> Set problem
Could the lines from the one with "target: pavement" through the end of the listing be restated exactly, with nothing else included?

> Data records

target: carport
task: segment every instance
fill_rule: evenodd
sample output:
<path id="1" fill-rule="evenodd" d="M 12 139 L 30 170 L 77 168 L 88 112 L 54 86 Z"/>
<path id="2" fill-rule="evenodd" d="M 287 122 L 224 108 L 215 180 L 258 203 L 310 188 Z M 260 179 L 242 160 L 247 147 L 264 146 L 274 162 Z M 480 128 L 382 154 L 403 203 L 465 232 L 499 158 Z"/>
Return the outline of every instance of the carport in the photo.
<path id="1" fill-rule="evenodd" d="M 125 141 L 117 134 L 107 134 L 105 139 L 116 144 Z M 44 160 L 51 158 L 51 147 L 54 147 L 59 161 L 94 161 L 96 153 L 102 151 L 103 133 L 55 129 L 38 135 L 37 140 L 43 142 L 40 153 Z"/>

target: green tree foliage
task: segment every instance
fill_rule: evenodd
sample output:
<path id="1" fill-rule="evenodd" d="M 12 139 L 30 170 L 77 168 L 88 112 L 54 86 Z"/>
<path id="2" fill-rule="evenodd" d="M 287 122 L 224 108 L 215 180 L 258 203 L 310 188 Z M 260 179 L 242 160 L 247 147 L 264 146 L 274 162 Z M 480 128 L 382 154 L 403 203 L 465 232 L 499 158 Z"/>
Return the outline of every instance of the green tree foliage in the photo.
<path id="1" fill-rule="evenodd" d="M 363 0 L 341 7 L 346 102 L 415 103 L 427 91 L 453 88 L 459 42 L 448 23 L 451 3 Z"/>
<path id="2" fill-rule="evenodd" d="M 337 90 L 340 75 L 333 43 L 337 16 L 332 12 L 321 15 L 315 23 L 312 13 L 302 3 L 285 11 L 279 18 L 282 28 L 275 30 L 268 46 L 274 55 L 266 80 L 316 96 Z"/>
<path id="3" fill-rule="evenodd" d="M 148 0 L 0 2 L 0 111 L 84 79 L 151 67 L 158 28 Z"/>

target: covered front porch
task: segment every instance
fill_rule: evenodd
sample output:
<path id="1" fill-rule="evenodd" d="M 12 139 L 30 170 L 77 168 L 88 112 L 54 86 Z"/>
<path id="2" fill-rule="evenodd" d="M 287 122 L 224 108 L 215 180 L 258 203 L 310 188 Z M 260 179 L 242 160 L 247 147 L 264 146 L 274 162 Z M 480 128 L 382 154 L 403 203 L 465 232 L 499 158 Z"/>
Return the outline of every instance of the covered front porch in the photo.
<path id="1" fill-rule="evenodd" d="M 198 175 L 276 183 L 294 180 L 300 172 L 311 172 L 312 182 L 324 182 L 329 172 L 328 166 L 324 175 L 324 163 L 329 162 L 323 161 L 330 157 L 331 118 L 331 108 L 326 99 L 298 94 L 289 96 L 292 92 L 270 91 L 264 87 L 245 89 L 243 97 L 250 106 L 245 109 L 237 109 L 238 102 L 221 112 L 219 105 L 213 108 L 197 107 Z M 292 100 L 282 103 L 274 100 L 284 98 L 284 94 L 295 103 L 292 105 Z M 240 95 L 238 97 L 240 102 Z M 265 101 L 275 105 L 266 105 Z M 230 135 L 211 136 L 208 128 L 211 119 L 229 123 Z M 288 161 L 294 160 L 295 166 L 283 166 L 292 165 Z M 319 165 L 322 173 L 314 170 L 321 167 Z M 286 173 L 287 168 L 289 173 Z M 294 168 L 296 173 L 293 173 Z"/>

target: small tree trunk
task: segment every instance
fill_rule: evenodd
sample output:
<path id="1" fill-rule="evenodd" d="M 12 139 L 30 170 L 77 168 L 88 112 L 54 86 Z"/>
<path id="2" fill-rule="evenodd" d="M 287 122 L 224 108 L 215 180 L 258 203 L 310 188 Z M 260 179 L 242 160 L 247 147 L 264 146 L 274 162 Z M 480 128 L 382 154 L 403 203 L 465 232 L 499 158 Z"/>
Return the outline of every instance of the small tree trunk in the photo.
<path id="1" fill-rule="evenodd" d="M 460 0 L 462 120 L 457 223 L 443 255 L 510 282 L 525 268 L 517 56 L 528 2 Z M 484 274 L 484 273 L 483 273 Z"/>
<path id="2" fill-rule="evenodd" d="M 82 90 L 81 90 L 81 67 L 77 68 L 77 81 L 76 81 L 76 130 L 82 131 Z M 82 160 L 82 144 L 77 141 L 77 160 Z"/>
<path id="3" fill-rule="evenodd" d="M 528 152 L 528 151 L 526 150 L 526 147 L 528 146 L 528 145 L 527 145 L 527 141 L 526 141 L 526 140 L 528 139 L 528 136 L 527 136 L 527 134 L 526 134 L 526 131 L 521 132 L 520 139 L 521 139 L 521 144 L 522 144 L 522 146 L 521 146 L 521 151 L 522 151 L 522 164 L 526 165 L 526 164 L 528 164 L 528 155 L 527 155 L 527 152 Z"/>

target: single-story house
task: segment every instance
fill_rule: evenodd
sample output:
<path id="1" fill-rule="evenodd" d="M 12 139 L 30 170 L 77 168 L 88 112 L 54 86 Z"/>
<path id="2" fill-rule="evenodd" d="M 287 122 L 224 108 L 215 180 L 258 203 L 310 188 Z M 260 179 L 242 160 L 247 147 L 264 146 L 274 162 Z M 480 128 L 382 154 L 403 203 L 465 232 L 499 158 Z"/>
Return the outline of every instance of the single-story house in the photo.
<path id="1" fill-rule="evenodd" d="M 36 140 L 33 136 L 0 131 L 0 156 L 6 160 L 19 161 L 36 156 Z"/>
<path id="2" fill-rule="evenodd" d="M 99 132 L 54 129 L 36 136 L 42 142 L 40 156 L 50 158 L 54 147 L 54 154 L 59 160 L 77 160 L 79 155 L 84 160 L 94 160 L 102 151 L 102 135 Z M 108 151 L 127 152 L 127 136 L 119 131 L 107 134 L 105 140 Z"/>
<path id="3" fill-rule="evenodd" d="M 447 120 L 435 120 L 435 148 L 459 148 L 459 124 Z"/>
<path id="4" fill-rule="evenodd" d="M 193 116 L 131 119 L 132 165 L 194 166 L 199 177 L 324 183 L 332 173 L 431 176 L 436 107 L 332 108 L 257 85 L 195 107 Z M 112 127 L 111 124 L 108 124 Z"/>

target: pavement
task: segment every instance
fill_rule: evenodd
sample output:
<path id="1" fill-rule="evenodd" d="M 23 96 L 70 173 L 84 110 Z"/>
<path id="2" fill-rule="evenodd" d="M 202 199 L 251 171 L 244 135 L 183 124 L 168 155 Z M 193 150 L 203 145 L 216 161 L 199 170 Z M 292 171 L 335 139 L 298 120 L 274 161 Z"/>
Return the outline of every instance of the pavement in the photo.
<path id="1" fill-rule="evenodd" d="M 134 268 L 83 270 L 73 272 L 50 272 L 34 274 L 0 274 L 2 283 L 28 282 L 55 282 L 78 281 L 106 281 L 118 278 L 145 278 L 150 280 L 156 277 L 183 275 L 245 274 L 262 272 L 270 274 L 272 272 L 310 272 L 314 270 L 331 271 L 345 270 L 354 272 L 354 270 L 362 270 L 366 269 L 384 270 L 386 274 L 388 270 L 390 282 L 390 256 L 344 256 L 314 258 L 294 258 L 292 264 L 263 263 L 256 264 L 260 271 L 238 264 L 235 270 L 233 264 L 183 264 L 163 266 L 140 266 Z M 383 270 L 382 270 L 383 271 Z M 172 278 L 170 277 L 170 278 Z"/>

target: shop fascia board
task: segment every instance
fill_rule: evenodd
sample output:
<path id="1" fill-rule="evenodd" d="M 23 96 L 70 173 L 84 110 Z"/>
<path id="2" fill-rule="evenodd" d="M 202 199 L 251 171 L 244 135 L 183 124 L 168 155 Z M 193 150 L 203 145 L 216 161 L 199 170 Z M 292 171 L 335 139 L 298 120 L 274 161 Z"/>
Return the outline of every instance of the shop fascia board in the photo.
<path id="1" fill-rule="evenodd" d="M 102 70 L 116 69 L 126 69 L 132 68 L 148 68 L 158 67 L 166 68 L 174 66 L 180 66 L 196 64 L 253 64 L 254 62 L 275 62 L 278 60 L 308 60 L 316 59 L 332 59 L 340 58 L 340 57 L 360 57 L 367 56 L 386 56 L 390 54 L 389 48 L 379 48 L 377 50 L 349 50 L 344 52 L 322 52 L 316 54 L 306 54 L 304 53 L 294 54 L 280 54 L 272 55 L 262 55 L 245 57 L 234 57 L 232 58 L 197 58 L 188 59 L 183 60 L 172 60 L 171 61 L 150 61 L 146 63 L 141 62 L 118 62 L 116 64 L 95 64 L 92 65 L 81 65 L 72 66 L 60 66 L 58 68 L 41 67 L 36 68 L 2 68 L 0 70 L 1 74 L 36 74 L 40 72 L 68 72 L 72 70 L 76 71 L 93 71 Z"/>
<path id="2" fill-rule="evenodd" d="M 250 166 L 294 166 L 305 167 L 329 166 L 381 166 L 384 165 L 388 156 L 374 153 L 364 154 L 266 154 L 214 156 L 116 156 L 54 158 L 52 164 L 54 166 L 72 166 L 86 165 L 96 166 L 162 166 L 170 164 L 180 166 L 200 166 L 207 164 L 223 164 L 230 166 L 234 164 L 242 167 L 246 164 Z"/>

> Solution below
target: pavement
task: segment every instance
fill_rule: evenodd
sample output:
<path id="1" fill-rule="evenodd" d="M 23 96 L 70 173 L 84 110 Z"/>
<path id="2" fill-rule="evenodd" d="M 202 199 L 251 171 L 244 135 L 183 124 L 168 155 Z M 193 150 L 203 145 L 216 161 L 199 170 Z M 292 171 L 335 139 L 298 120 L 274 161 Z"/>
Return the outline of every instance of the pavement in the photo.
<path id="1" fill-rule="evenodd" d="M 134 268 L 83 270 L 73 272 L 50 272 L 34 274 L 0 274 L 2 283 L 28 282 L 55 282 L 78 281 L 106 281 L 118 278 L 145 278 L 150 280 L 156 277 L 183 275 L 245 274 L 262 272 L 270 274 L 272 272 L 310 272 L 314 270 L 331 271 L 345 270 L 354 272 L 354 270 L 362 270 L 366 269 L 384 270 L 386 274 L 388 270 L 390 282 L 390 256 L 344 256 L 314 258 L 294 258 L 292 264 L 263 263 L 256 264 L 260 271 L 238 264 L 235 270 L 233 264 L 183 264 L 163 266 L 140 266 Z M 383 270 L 382 270 L 383 271 Z M 172 278 L 170 277 L 170 278 Z"/>

target: shop fascia board
task: segment every instance
fill_rule: evenodd
sample output:
<path id="1" fill-rule="evenodd" d="M 23 96 L 70 173 L 84 110 Z"/>
<path id="2" fill-rule="evenodd" d="M 202 199 L 251 171 L 244 135 L 183 124 L 168 155 Z M 193 150 L 203 145 L 216 161 L 199 170 Z M 292 171 L 335 139 L 298 120 L 274 161 Z"/>
Return the outline of every instance of the shop fascia board in the photo.
<path id="1" fill-rule="evenodd" d="M 102 70 L 116 69 L 126 69 L 132 68 L 148 68 L 158 67 L 166 68 L 174 66 L 180 66 L 196 64 L 253 64 L 254 62 L 275 62 L 278 60 L 308 60 L 316 59 L 332 59 L 340 58 L 340 57 L 360 57 L 367 56 L 386 56 L 390 54 L 389 48 L 379 48 L 377 50 L 349 50 L 344 52 L 322 52 L 316 54 L 306 54 L 304 53 L 294 54 L 280 54 L 272 55 L 262 55 L 245 57 L 234 57 L 232 58 L 197 58 L 188 59 L 183 60 L 172 60 L 171 61 L 150 61 L 146 63 L 141 62 L 118 62 L 116 64 L 95 64 L 92 65 L 81 65 L 72 66 L 60 66 L 58 68 L 41 67 L 36 68 L 2 68 L 0 70 L 1 74 L 36 74 L 40 72 L 68 72 L 72 70 L 76 71 L 93 71 Z"/>
<path id="2" fill-rule="evenodd" d="M 250 166 L 294 166 L 305 167 L 329 166 L 381 166 L 384 165 L 388 156 L 374 153 L 364 154 L 266 154 L 214 156 L 116 156 L 54 158 L 52 164 L 54 166 L 72 166 L 86 165 L 96 166 L 162 166 L 170 164 L 180 166 L 200 166 L 207 164 L 223 164 L 230 166 L 234 164 L 242 167 L 246 164 Z"/>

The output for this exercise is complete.